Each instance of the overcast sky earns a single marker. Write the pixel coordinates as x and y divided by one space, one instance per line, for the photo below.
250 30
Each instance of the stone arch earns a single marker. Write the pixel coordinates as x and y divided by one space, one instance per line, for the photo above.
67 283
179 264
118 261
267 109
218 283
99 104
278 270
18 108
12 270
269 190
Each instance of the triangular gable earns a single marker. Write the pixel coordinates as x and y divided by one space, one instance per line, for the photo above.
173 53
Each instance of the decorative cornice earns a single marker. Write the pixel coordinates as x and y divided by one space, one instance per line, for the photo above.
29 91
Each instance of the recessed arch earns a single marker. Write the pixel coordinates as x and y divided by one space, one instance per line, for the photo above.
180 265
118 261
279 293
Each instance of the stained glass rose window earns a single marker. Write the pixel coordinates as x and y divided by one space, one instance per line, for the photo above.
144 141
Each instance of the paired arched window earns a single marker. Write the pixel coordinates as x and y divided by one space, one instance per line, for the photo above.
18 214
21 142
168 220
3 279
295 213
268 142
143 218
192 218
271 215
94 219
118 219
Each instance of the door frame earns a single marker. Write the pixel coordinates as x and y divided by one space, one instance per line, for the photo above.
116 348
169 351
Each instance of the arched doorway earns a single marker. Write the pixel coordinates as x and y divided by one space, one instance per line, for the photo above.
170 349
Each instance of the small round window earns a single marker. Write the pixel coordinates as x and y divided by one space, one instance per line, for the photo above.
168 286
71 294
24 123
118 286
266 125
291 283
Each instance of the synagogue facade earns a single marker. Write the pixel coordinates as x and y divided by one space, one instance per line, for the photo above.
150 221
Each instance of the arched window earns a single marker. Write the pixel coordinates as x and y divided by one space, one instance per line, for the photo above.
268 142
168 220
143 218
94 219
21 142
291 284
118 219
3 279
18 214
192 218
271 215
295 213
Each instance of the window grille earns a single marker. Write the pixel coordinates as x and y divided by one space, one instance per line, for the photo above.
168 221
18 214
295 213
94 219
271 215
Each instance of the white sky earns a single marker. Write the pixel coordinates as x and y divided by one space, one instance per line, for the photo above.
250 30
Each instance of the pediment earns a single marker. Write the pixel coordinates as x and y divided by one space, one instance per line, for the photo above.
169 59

WHAT TO PRODUCE ▸
Give the listing above as a two-column CSV with the header instruction,coordinates. Each row pairs one instruction text with the answer that follows it, each in a single quoted field, with any line breaks replaced by spaces.

WRITTEN RESPONSE ▸
instruction,coordinates
"Each instance of the overcast sky earns a single marker. Write the pixel coordinates as x and y divided by one space, one instance per line, for the photo below.","250 30"
"Each instance of the stone arch earns a single marker. Write the pixel coordinates as x and y divided by one space, one instance per line, for the photo above.","67 283 179 264 118 261 267 109 218 283 99 104 278 270 18 108 12 270 269 190"
"Each instance of the triangular gable earns a single marker. Write the pixel coordinates as x and y divided by one space, one instance per line, for the photo above.","173 53"
"Each instance of the decorative cornice earns a single marker. Write the pixel coordinates as x and y divided by one space, one instance per line, for the photo above.","29 91"
"Each instance of the recessed arch earns a single marker. Write the pixel coordinates as x and y divided by one space, one instance per line, for the photo above.","180 265 118 261 279 293"
"Each instance of the stained glass rose window earns a single marker. Write the pixel coordinates as x and y divided by one space, one instance per line, for the photo above.","144 141"
"Each instance of the paired arched window earns a single marker. Write the pixel coordinates as x and y divided by one space, one instance per line, for the photo above.","18 214 21 142 168 220 3 279 295 213 268 142 143 218 192 218 271 215 94 219 118 219"
"Each instance of the door frame earns a single marker. Write the pixel coordinates as x and y divided by one space, one instance per line, for the photo above.","116 348 169 351"
"Each instance of the arched doorway earns a single marker. Write the pixel coordinates as x and y divided by one space, one instance per line, for the photo above.","170 349"
"Each instance of the small round window earns a single marker. Write the pixel coordinates as x and y divided by one space, one instance per line, for the photo above.","168 286 71 294 24 123 118 286 266 125 291 283"
"Each instance of the synagogue facade earns a single marker. Write the pixel coordinates as x and y divided by one space, one instance per line, for the photo above.","150 221"
"Each instance of the arched window earns a single marker. Write the pixel coordinates as x and y divided by one space, one instance per line, for the photo above.","268 142 168 220 143 218 94 219 21 142 291 284 118 219 3 279 18 214 192 218 271 215 295 213"
"Each instance of the window grille earns a single marker. Write the pixel coordinates as x and y divided by one space, one instance per line, for the photo above.","168 221 18 214 295 213 94 219 271 215"
"Each instance of the white sky earns a single marker. Write the pixel coordinates as x and y divided by one space, one instance per line, for the photo above.","250 30"
"Each instance of the pediment earns a single marker. Write the pixel coordinates as x and y divided by one space, one instance per line, for the photo above.","169 59"